#### [Alıntı]
• • •
Star gazetesi Başyazarı Ahmet Taşgetiren, Reza Zarrab’ın ABD’de tutuklanmasının, Türkiye’yle ABD arasında, nükleer çalışmalar konusunda İran’la ilişkiler, Kuzey Irak petrolünün uluslararası piyasalara Türkiye üzerinden sevki ve Arap Baharı’yla ilgili olarak “İslam dünyası nereye doğru gitmeli” gibi konularda yaşanan görüş ayrılıkları nedeniyle bir “ümük sıkma ve kendine uygun hale getirme” projesi olabileceğini ileri sürdü.
Taşgetiren’in bugün (25 Mart 2016) yayımlanan “Zarrab üzerinden nasıl bir hesaplaşma” başlıklı yazısı şöyle:
Zarrab meselesi alelade bir mesele değil.
Zarrab, Amerika tarafından bir ümük sıkma, bir hesaplaşma alanı olarak projelendirilmiş olabilir.
Herkes haklı olarak Zarrab’ın Amerika ile bölgede yaşanan en önemli sancının baş aktörlerinden birisi olduğu halde Amerika’ya elini kolunu sallayarak gitmesine şaşırıyor.
Ortada yığınla soru var:
- Böyle bir şey, Zarrab Türkiye’de ikna edilerek mi gerçekleştirildi?
- Zarrab kim tarafından neye ikna edildi?
- Zarrab’la ilgili Amerika’da bir dosya olduğu biliniyor muydu?
- Böyle bir dosyanın bulunduğu biliniyor idi ise muhtevası biliniyor muydu?
- MİT’in Zarrab’ın gidişi ile ilgili bilgisi var mı?
- Zarrab dosyası nereye gider?
Zarrab konusunun Türkiye ile ilgisinin bulunmadığını düşünmek ancak kafayı kuma gömmek olur.
Bir kere Zarrab’ın suçlandığı şeylere bakmak yeterli:
- Kara para aklama.
• • •
#### [Sağlanan veriler]
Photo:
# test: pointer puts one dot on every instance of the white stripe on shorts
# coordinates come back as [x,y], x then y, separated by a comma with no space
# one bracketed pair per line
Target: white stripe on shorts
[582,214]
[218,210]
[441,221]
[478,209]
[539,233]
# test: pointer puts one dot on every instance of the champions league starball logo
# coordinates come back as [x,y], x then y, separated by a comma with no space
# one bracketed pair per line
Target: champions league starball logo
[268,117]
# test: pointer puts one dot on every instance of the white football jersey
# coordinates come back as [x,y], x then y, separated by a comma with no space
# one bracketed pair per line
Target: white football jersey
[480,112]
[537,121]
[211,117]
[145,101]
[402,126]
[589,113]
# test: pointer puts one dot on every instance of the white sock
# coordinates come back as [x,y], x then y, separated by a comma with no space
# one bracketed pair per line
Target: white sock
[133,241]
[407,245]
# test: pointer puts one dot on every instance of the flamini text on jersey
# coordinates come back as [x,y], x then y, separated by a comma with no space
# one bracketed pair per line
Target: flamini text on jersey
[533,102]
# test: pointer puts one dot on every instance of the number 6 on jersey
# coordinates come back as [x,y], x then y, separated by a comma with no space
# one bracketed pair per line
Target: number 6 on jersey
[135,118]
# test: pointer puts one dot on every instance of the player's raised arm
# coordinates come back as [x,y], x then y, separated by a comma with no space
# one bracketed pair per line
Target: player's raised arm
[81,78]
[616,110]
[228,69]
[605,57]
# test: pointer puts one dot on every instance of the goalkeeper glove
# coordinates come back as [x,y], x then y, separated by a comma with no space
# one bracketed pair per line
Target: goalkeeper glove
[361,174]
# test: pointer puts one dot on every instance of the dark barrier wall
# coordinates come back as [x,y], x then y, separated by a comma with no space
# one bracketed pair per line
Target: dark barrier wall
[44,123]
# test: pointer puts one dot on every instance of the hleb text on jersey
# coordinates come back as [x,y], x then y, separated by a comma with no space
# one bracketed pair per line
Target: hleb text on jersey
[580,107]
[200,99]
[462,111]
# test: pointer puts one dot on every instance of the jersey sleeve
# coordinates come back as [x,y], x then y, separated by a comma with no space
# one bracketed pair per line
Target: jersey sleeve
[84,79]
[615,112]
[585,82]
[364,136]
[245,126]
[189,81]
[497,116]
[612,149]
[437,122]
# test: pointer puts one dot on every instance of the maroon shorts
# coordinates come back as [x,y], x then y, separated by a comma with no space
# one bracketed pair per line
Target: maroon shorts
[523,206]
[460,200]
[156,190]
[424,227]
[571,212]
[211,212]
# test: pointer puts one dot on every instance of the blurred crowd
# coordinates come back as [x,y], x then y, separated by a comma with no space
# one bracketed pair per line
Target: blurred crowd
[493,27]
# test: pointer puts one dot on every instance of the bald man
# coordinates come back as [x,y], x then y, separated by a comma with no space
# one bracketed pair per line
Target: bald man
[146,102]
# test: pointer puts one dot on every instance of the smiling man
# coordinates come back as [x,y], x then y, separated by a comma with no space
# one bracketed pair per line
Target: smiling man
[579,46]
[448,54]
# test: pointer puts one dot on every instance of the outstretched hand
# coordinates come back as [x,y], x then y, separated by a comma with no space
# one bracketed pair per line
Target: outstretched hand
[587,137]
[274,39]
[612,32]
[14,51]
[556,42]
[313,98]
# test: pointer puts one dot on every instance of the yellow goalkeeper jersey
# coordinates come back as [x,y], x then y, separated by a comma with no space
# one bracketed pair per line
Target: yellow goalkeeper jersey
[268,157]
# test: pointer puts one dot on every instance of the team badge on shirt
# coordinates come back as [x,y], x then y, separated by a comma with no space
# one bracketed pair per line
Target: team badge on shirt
• • •
#### [Görev]
Zarrab meselesini ele alan alıntıyı iki cümlede nasıl özetlersiniz? Veriler, alıntıdan bağımsız ayrı bir malzemedir.

#### [Çözüm]
Star gazetesi Başyazarı Ahmet Taşgetiren, 25 Mart 2016'da yayımlanan yazısında Reza Zarrab'ın ABD'de tutuklanmasının, Türkiye ile ABD arasında İran'la ilişkiler, Kuzey Irak petrolünün sevki ve Arap Baharı gibi konulardaki görüş ayrılıkları nedeniyle bir "ümük sıkma" ve hesaplaşma projesi olabileceğini ileri sürüyor. Yazar, Zarrab'ın Türkiye'de ikna edilip edilmediği, MİT'in gidişten haberi olup olmadığı ve dosyanın nereye gideceği gibi pek çok soru bulunduğunu belirtiyor ve konunun Türkiye ile ilgisi olmadığını düşünmenin kafayı kuma gömmek olacağını söylüyor.